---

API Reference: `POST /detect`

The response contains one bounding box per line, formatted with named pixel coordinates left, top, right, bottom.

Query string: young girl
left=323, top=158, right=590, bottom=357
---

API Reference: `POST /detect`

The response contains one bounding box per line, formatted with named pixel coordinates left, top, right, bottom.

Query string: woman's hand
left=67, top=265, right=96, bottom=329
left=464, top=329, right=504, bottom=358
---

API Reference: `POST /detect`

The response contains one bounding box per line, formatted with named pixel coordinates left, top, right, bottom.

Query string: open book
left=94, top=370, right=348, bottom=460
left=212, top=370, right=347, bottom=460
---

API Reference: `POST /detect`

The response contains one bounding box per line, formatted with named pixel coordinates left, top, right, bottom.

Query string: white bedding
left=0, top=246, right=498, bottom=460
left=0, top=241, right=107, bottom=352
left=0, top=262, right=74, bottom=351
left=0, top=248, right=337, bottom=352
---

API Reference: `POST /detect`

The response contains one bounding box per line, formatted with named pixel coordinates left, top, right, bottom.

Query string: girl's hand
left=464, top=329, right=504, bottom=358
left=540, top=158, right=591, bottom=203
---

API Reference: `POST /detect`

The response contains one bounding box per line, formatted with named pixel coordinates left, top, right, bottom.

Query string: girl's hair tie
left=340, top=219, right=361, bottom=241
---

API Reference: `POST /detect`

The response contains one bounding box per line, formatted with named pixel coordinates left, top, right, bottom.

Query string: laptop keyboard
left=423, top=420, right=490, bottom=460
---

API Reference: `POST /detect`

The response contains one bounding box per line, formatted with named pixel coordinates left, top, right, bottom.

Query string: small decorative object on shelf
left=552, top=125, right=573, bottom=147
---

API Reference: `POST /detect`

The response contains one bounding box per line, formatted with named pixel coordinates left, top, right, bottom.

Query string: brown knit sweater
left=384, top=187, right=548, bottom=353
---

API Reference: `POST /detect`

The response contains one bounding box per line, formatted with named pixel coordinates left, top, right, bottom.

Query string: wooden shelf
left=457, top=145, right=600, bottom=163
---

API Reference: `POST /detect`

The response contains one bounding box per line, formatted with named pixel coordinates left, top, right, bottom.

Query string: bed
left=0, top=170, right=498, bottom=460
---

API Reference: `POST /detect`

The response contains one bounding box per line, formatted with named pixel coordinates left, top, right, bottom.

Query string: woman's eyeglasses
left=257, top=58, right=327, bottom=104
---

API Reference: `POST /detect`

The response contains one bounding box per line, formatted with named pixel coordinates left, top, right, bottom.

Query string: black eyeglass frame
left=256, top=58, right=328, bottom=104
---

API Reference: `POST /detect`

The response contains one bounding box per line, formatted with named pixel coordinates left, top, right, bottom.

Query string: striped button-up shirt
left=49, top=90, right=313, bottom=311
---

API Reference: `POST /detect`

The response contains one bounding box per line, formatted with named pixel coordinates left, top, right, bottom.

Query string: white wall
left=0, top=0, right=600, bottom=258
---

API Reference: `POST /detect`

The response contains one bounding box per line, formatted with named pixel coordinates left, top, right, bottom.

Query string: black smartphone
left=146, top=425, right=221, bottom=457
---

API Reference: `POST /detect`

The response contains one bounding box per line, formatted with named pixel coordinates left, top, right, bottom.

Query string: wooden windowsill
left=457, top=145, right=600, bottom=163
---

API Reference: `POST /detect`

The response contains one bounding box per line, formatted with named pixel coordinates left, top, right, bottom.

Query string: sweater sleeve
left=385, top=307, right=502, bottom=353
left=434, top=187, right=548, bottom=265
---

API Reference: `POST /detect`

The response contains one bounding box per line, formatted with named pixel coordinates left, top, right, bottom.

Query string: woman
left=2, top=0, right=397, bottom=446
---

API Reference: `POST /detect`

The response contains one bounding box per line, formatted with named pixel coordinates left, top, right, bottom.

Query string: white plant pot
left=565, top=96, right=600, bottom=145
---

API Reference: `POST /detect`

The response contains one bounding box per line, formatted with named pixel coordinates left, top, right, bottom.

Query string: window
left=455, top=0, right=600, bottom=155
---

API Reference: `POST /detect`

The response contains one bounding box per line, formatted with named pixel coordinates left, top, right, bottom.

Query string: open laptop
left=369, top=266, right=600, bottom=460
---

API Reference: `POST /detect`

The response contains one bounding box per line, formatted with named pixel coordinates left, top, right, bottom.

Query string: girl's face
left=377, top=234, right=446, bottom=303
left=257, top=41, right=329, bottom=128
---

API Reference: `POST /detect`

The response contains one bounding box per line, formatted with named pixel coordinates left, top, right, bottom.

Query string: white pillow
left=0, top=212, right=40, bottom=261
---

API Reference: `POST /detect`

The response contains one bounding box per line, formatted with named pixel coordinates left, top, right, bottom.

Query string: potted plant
==*==
→ **EXERCISE TASK**: Locate every line above that contains the word "sweater" and copy each one. Case counts.

→ **REPLY TO THE EXERCISE**:
Query string: brown knit sweater
Query string: sweater sleeve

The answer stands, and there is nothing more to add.